=== Seitenauszug ===
****************

24. Okt. 2025

7 min

Die Zeitumstellung kommt:
Was wir bei Zeitzonen, Timestamps und Co. beachten müssen

Zusammenfassung

  • Was passiert bei der Zeitumstellung und warum IT-Systeme davon betroffen sind

  • Welche technischen Probleme entstehen: doppelte oder fehlende Zeitpunkte bei automatisierten Prozessen

  • Warum Zeitzonen komplexer sind als gedacht und UTC-Offsets allein nicht ausreichen

  • Wie die IANA Time Zone Database verlässliche Zeitberechnungen ermöglicht

  • Welche Best Practices du beachten solltest: UTC-Speicherung, Zielzonen-Berechnungen und systematisches Testen

  • Warum professionelle Zeitzonenhandhabung keine Nebensache ist und wie wir dich dabei unterstützen

Die Stunde der Wahrheit

Zweimal jährlich erleben Millionen Europäer das gleiche Ritual: Die Uhren werden gestellt, zurück auf Normalzeit im Oktober, vor auf Sommerzeit im März. Was für viele nur ein Griff zum Wecker ist, bedeutet für IT-Systeme, Unternehmen und internationale Teams jedes Mal eine kleine Herausforderung. Besonders jetzt, wo am letzten Oktoberwochenende die Zeitumstellung bevorsteht, lohnt sich ein Blick hinter die Kulissen der Zeitzonen und auf das, was bei der Zeitumstellung wirklich passiert.

****************

=== Erfasste Daten ===
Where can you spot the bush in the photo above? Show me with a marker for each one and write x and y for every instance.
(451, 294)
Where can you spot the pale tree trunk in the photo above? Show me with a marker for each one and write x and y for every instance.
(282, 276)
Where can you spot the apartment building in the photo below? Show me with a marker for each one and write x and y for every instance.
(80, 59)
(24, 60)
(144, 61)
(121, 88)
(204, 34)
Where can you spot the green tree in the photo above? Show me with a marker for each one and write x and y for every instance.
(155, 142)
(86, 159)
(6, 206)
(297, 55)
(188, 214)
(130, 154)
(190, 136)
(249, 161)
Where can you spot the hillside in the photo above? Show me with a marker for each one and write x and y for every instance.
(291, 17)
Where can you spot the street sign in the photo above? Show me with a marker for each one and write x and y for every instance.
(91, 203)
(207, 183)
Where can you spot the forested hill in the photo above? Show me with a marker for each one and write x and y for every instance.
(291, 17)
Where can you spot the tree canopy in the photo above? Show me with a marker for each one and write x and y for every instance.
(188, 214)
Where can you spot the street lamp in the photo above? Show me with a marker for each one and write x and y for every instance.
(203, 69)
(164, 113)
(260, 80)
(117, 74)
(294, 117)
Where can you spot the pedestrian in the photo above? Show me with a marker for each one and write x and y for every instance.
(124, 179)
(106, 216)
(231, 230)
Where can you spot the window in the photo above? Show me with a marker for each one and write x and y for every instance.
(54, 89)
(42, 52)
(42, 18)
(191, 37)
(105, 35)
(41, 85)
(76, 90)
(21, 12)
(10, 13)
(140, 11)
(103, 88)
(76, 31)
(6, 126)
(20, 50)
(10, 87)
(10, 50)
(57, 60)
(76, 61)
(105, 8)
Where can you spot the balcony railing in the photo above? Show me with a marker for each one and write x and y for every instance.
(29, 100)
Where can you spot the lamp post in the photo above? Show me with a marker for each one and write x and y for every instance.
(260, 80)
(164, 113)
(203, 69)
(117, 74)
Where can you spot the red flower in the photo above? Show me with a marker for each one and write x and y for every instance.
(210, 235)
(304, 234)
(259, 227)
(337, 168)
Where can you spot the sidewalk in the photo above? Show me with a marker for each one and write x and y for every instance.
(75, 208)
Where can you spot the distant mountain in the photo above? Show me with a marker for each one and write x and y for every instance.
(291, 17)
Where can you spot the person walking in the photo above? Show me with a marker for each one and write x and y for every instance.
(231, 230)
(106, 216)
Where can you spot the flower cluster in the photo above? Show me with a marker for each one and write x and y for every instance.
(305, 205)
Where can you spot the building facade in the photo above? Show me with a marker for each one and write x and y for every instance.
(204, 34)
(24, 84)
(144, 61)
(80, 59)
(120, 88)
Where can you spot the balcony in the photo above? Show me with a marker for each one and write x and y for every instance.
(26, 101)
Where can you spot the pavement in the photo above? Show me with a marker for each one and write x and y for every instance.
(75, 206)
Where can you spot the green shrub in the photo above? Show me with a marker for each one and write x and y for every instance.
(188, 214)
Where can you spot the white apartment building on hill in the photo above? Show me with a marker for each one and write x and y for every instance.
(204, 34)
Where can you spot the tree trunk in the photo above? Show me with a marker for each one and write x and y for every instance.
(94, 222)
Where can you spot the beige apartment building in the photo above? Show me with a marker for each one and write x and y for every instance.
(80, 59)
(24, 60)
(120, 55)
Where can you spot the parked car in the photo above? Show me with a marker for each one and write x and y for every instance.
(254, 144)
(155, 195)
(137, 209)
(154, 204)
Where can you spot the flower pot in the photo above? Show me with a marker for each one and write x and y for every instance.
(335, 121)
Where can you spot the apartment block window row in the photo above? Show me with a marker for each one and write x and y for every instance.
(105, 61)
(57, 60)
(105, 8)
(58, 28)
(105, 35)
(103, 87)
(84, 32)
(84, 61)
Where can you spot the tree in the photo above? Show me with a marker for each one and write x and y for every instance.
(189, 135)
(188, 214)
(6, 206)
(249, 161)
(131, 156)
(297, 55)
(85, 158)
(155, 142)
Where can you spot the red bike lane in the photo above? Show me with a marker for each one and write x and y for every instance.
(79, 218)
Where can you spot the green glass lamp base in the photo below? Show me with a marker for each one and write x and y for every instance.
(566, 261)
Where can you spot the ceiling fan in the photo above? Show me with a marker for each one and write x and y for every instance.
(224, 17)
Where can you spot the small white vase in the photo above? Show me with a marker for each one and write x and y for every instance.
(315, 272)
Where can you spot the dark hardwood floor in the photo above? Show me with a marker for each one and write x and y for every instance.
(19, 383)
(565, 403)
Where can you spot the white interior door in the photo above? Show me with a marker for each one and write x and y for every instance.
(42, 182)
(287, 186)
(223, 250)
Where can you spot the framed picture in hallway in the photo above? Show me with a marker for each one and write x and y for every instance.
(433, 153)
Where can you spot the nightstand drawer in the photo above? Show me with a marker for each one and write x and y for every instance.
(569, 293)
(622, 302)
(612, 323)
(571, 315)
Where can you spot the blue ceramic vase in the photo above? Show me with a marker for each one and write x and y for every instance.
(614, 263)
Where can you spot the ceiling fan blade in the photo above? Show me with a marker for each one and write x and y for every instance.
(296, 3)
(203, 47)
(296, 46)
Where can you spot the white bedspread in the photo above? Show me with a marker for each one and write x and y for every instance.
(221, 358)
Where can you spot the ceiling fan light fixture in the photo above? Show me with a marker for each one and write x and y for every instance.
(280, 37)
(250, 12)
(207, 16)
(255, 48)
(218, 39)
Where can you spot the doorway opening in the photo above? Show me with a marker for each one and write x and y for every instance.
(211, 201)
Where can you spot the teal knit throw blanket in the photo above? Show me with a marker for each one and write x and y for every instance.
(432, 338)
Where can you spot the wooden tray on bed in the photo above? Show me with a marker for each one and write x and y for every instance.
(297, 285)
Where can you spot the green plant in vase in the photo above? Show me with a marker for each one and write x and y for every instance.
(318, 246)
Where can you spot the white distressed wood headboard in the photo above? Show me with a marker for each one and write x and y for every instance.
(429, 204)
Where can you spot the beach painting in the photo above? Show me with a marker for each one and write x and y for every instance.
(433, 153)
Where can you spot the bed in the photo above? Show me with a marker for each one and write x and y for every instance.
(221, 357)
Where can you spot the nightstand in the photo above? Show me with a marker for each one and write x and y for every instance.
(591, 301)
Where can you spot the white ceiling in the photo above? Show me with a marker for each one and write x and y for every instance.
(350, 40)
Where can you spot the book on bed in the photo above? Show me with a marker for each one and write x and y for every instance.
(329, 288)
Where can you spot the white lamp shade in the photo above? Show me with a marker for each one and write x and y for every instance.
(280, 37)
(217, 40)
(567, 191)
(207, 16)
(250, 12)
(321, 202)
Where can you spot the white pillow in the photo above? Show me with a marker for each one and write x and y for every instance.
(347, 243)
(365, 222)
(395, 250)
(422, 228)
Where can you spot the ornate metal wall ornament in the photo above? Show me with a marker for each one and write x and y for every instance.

****************

=== Aufgabe ===
Stimmen diese Aussagen mit dem Text zur Zeitumstellung überein? Antworte jeweils mit Ja oder Nein und zitiere die entscheidenden Worte aus dem Text wörtlich. 1. Im Oktober werden die Uhren auf Sommerzeit vorgestellt. 2. Die Zeitumstellung steht am letzten Oktoberwochenende an. 3. UTC-Offsets allein genügen, um mit Zeitzonen umzugehen. Die Datensätze braucht man hier nicht.

=== Lösung ===
1. Nein: „zurück auf Normalzeit im Oktober, vor auf Sommerzeit im März“
2. Ja: „wo am letzten Oktoberwochenende die Zeitumstellung bevorsteht“
3. Nein: „Warum Zeitzonen komplexer sind als gedacht und UTC-Offsets allein nicht ausreichen“